* [SET EXERCISE]: Set down every one of the items below word for word, with no changes.

· · · · · · ·

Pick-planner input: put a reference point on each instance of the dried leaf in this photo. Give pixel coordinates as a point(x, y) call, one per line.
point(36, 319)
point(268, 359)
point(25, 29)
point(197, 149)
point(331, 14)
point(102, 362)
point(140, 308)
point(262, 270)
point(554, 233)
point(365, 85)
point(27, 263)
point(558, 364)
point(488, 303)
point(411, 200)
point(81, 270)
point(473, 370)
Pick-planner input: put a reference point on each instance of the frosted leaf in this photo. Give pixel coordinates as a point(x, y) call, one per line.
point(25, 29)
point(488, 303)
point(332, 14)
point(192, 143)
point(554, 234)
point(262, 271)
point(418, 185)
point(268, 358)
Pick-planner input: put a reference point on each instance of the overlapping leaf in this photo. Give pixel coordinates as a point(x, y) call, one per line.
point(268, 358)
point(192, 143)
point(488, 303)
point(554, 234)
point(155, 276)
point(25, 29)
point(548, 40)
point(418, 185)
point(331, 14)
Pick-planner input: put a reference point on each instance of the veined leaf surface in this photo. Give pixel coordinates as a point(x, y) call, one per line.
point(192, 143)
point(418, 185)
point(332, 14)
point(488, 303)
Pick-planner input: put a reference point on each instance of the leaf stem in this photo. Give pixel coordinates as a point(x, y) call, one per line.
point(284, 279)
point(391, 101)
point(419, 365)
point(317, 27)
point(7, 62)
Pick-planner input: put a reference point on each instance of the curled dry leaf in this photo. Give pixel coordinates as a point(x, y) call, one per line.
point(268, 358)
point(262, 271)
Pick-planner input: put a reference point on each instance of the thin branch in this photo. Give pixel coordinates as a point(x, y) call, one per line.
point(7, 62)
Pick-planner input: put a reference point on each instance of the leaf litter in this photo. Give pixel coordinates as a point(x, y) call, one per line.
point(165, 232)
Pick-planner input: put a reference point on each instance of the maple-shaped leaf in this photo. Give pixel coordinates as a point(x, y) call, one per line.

· · · · · · ·

* [TASK SOLUTION]:
Pick-planner input: put a reference point on each instance of the dried leaf in this photo. Give pixel coordinates as a point(x, y) call, one per line.
point(36, 319)
point(268, 359)
point(25, 29)
point(197, 149)
point(331, 14)
point(102, 362)
point(140, 308)
point(262, 270)
point(554, 233)
point(365, 85)
point(27, 263)
point(558, 364)
point(488, 303)
point(411, 200)
point(81, 270)
point(473, 370)
Pick-planner input: put a reference point on each instance of the frosted leaf in this photo. Give pixel coordinates as a point(x, y) call, one per line.
point(25, 29)
point(488, 303)
point(332, 14)
point(192, 143)
point(554, 234)
point(262, 271)
point(418, 185)
point(268, 358)
Pick-planner input: put a reference point on each instance of the overlapping leaf in this photo. Give pixel coordinates as a point(x, y) call, one per line.
point(268, 358)
point(192, 143)
point(488, 303)
point(554, 234)
point(155, 276)
point(25, 29)
point(548, 40)
point(418, 185)
point(331, 14)
Pick-planner input: put a reference point on each instance of the veined leaf surface in this photo. Give pixel coordinates as a point(x, y) call, one per line.
point(192, 143)
point(418, 185)
point(332, 14)
point(488, 303)
Pick-planner input: put a reference point on each instance of the leaf stem in this photo. Give pixel coordinates as a point(x, y) call, one per line.
point(284, 279)
point(391, 101)
point(419, 365)
point(317, 27)
point(7, 62)
Pick-planner input: put a reference point on each instance of the curled dry leaf in this photo. Give pixel coordinates as a point(x, y) call, one per line.
point(268, 358)
point(262, 271)
Pick-planner input: put a reference point on each instance of the thin branch in this photo. Give pixel coordinates as a point(x, y) call, one per line.
point(7, 62)
Pick-planner input: put a reference point on each instance of the leaf litter in this photo. Give pixel coordinates as a point(x, y) call, one per line.
point(165, 232)
Pick-planner input: put a reference point on each instance of the maple-shaped leaf in this photo. Give pixel coordinates as a point(x, y) call, one per line.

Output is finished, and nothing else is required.